[START OF EXTRACTED ENTRIES]

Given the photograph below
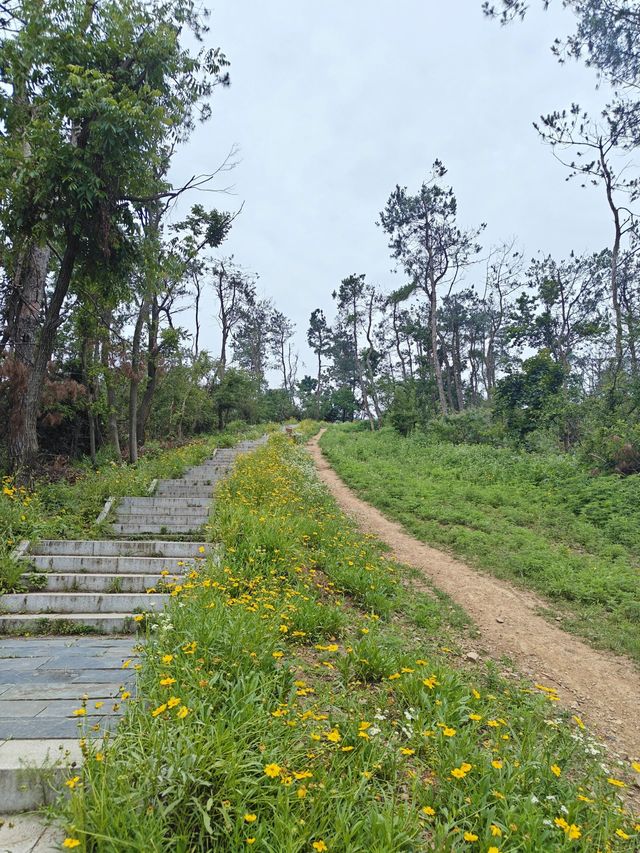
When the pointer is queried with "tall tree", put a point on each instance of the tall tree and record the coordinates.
(319, 338)
(425, 239)
(90, 93)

[END OF EXTRACTED ENTRIES]

## [TASK DESCRIPTION]
Please copy every line of the records above again, requests included, and scale each coordinate in the answers by 0.55, rounding to whole numbers with halves going up. Leave the pictures out of your answer.

## [RESPONSE TO THIS EXERCISE]
Given the photograph below
When the pointer is queried with "tall tree", put a point on each instance of the tall tree and record the coordinates.
(175, 186)
(234, 131)
(50, 51)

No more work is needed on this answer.